** start of Data lines **

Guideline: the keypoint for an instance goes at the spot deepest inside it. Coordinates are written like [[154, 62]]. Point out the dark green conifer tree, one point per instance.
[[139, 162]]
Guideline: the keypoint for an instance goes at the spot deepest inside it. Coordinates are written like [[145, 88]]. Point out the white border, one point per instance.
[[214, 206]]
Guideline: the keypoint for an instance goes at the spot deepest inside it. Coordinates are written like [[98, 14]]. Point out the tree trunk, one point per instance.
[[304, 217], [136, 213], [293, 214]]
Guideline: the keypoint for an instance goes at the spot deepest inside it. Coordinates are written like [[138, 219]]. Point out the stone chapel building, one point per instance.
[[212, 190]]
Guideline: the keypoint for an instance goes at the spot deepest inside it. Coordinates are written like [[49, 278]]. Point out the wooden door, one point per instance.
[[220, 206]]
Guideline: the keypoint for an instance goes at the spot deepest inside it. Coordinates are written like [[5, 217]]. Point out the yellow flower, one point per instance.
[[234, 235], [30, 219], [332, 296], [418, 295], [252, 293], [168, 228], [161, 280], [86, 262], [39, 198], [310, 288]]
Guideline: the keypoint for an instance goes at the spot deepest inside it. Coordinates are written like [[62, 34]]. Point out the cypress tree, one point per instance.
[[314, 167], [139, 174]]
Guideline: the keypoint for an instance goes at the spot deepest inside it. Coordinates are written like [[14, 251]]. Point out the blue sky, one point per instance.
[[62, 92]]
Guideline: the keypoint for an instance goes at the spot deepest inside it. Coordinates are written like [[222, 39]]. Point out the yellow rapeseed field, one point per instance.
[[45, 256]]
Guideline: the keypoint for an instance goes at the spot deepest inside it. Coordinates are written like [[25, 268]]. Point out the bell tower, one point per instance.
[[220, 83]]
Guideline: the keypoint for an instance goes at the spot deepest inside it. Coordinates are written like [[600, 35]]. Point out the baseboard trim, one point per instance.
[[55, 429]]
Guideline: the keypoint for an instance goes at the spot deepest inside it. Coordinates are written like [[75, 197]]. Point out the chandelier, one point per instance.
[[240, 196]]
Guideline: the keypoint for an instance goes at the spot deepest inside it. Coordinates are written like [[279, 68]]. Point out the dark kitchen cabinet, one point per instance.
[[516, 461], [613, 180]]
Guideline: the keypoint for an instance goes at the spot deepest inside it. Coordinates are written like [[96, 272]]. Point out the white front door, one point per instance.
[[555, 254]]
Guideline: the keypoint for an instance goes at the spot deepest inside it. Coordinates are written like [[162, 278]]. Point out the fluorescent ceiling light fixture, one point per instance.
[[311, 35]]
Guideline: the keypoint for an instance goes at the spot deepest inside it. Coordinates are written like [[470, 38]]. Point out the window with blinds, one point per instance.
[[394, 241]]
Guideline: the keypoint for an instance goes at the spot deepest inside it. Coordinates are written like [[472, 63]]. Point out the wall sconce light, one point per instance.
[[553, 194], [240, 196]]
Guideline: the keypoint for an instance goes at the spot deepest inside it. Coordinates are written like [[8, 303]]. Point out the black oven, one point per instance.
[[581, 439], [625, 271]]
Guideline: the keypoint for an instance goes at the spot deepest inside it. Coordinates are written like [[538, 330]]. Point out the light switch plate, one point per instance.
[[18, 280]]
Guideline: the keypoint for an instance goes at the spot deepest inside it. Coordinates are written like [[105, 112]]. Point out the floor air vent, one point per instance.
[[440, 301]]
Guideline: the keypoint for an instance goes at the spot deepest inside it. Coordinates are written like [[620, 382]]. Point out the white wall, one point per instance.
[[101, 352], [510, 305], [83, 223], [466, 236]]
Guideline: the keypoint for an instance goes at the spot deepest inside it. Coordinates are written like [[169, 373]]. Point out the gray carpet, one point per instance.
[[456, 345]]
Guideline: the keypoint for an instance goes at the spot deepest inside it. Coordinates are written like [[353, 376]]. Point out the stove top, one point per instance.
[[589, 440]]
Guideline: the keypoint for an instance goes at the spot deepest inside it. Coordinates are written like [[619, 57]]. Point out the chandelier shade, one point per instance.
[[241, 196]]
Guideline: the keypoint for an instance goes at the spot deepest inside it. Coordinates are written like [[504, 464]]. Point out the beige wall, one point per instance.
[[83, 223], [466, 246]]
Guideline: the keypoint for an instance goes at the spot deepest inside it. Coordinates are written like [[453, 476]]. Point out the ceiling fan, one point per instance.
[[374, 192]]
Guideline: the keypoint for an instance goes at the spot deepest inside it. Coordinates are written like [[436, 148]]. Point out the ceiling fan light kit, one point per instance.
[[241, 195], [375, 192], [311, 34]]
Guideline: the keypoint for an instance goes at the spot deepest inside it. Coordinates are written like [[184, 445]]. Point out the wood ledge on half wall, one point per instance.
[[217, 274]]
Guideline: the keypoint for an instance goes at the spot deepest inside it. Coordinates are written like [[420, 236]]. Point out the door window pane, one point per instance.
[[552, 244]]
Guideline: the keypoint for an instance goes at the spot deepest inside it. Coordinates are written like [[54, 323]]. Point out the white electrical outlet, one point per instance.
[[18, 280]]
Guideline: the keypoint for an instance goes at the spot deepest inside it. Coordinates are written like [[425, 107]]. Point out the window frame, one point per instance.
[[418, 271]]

** end of Data lines **

Task directions
Write the material out again in its entirety, exactly as shown.

The response
Guideline: the keypoint for an instance goes at the spot deepest inside it. Coordinates are written like [[154, 62]]. Point out the dark green conifer tree, one point per instance.
[[139, 162]]
Guideline: the keypoint for an instance goes at the spot deepest inside it. Coordinates are written like [[145, 88]]. Point out the white border, one point per instance.
[[214, 206]]
Guideline: the keypoint for an instance goes at the spot deepest inside it. Coordinates are written like [[98, 14]]. Point out the tree trunk, one point per instance.
[[304, 217], [136, 213], [293, 214]]
Guideline: the keypoint for an instance goes at the spot deepest inside it. Coordinates are written like [[138, 219]]. Point out the stone chapel building, one point per instance.
[[212, 190]]
Guideline: the keypoint for an instance goes at the spot deepest inside it. Coordinates are written like [[49, 278]]. Point out the wooden door, one point per instance.
[[220, 206]]
Guideline: the keypoint for an instance goes at the spot deepest inside it. Coordinates are written like [[5, 217]]. Point out the yellow flower, one point per instance.
[[234, 235], [30, 219], [332, 296], [418, 295], [252, 293], [168, 228], [161, 280], [86, 262], [39, 198], [310, 288]]
Guideline: the keypoint for an instance goes at the spot deepest inside it. Coordinates are written like [[62, 34]]. Point out the cypress tree, one point per instance.
[[314, 167], [139, 174]]
Guideline: the keypoint for an instance goes at the spot deepest inside it. Coordinates are written like [[14, 251]]. Point out the blue sky, one point per instance.
[[62, 92]]
Guideline: the keypoint for an instance goes at the spot deepest inside it. Coordinates are written like [[222, 39]]. Point out the yellow rapeseed field, one point per instance.
[[45, 256]]
Guideline: the keypoint for an instance goes at the spot deepest inside it. Coordinates are written like [[25, 268]]. Point out the bell tower, one point per instance.
[[220, 83]]
Guideline: the keypoint for an instance goes at the spot deepest inside it. Coordinates are written like [[600, 35]]. Point out the baseboard trim, one point per instance.
[[55, 429]]
Guideline: the keypoint for an instance goes at the spot deepest inside it. Coordinates are written like [[75, 197]]. Point out the chandelier, one point per instance.
[[240, 196]]
Guideline: the keypoint for an instance goes at the spot deepest inside it. Coordinates are written like [[279, 68]]. Point out the dark kitchen cabinet, one point per instance.
[[516, 461], [613, 180]]
Guideline: the keypoint for an instance goes at the spot deepest inside it. Coordinates are written like [[96, 272]]. Point out the white front door, one point per instance.
[[555, 254]]
Guideline: the keypoint for an instance goes at the spot deepest inside it. Coordinates are written like [[162, 278]]. Point out the fluorescent ceiling light fixture, one point per instance.
[[311, 35]]
Guideline: the keypoint for an instance goes at the spot deepest inside it. Coordinates are written like [[470, 38]]. Point out the window with blinds, one point per instance.
[[394, 241]]
Guideline: the keypoint for an instance goes at the spot deepest inside it. Coordinates are written like [[472, 63]]. Point out the wall sconce light, one point per instance.
[[553, 194], [240, 196]]
Guideline: the keypoint for an instance goes at the spot deepest inside it. Coordinates are written like [[8, 303]]. Point out the black oven, one point per instance.
[[581, 439], [625, 271]]
Guideline: the keypoint for an instance goes at the spot deepest inside it. Coordinates are written like [[538, 330]]. Point out the light switch plate, one point per instance.
[[18, 280]]
Guideline: the keypoint for an instance goes at the spot deepest inside it. Coordinates are written like [[105, 112]]. Point out the floor air vent, one point per instance.
[[440, 301]]
Guideline: the keypoint for an instance goes at the spot deepest inside it. Coordinates are written like [[620, 382]]. Point out the white wall, one point per instance.
[[101, 352], [510, 305], [83, 223], [466, 236]]
Guideline: the keypoint for an instance goes at the spot deepest inside it. Coordinates are written like [[169, 373]]. Point out the gray carpet, one point per instance.
[[456, 345]]
Guideline: the keypoint for an instance goes at the spot deepest inside it. Coordinates are written like [[353, 376]]. Point out the stove top, one point per instance.
[[589, 440]]
Guideline: the keypoint for an instance goes at the spot deepest inside it. Coordinates are written like [[619, 57]]. Point out the chandelier shade, one point per instance.
[[241, 196]]
Guideline: the keypoint for an instance goes at the spot deepest inside it. Coordinates are written like [[504, 464]]. Point out the beige wall, one point per instance.
[[83, 223], [466, 246]]
Guideline: the keypoint for an instance goes at the spot deepest inside it. Coordinates are written like [[453, 476]]. Point out the ceiling fan, one point per instance.
[[374, 192]]
Guideline: the keypoint for an instance goes at the spot deepest inside it. Coordinates are written like [[436, 148]]. Point out the ceiling fan light kit, one point per instance.
[[241, 195], [375, 192], [311, 34]]
Guideline: the keypoint for an instance goes at the spot deepest inside it. Coordinates are written like [[184, 445]]. Point out the wood ledge on half wall, one point per instance.
[[217, 274]]
Guideline: the keypoint for an instance goes at the spot deepest inside it. Coordinates are written like [[420, 236]]. Point out the door window pane, one point per instance.
[[552, 244]]
Guideline: the keypoint for an instance goes at the spot deepest inside it. Coordinates are written like [[54, 323]]. Point out the white electrical outlet, one point per instance.
[[18, 280]]
Guideline: the keypoint for an instance goes at the spot deepest inside it. Coordinates are written like [[425, 107]]. Point out the window frame, one point per instance.
[[418, 271]]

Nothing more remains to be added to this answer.